Text under study:
--
I have no control over my mood, but I am aware of my mood disorder. I can attempt to compensate for my mental illness. However, my mood fluctuations - from suicidal depression to manic highs - do colour my writing. When I am suicidal, predictably, most of my writing will be affected by the extremely severe depression. When I am manically high, most of my writing will be affected by my racing thoughts and delusions of grandeur.

Then, we must also consider my state of mind, independent of my mental illness. I have, for example, worked for 16 consecutive months without a holiday. I have been working hard. Too hard. I mean, I really put in a great deal of effort. I'm not just cruising along. I'm busting my balls, every day.

Not wanting to start a pity party, but I've also been doing a very extreme diet, in order to reach a healthy weight. Oh, and I'm single at the moment, and I don't have any friends living nearby. Oh and I'm estranged from my whole family, except for my sister who I only speak to once every couple of years, on average. So... all in all, not a good recipe for a happy human, even without mental illness in the picture.
--
Input data:
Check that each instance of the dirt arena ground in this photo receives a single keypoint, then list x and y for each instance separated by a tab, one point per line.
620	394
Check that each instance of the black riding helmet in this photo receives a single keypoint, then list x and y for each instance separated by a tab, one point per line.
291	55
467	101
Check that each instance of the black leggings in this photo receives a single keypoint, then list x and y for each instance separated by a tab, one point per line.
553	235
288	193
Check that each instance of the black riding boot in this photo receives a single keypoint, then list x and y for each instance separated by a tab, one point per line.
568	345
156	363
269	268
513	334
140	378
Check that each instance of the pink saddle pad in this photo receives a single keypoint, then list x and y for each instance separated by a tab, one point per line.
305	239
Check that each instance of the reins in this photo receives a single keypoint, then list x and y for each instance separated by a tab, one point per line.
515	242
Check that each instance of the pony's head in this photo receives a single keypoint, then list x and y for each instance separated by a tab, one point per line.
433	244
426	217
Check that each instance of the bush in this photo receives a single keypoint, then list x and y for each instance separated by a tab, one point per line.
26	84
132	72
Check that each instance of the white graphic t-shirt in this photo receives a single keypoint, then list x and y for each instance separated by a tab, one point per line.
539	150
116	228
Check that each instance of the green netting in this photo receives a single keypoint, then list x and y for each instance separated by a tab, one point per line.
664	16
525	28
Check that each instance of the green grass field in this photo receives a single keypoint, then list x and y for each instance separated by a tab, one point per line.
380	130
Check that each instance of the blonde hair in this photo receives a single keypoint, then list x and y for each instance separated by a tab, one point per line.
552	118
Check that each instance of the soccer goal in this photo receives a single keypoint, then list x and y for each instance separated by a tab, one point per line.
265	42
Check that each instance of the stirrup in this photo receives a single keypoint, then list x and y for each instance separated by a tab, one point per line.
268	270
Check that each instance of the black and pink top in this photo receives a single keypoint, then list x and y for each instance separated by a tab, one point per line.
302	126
--
Assigned task 1:
Translate this sentence from the passage on mood disorder and writing into Spanish: "I can attempt to compensate for my mental illness."
Assigned task 2:
Write the next part of the passage on mood disorder and writing, picking up after its final sentence.

Exercise result 1:
Puedo intentar compensar mi enfermedad mental.

Exercise result 2:
Did I mention I stopped drinking back in September? Being teetotal is supposed to be a healthy choice, but how are we supposed to unwind after a long stressful day at work? For sure I lost a load of weight - 10kg (22 pounds) - but not being able to have a glass of wine after work is fucking awful.

Anyway, sorry for the self-pity.

Against this backdrop of lockdown, no friends, no family, no girlfriend, working incredibly hard, no holidays, and of course my mental illness, it should not come as any surprise that my behaviour can get pretty erratic and weird at times.

The incident mentioned at the start of this essay, was related to me being harshly critical of something. What I said wasn't untrue, nor was it mean or malicious: it was purely factual. However, I used some pretty powerful and colourful language, which would have left the reader in no doubt that I was less than impressed by some of the madness I'm forced to witness on a daily basis, with little or no opportunity to influence any outcome in a positive direction.

You might say I was ranting, and the manner of my ranting was unprofessional. I have a reply to that: sorry.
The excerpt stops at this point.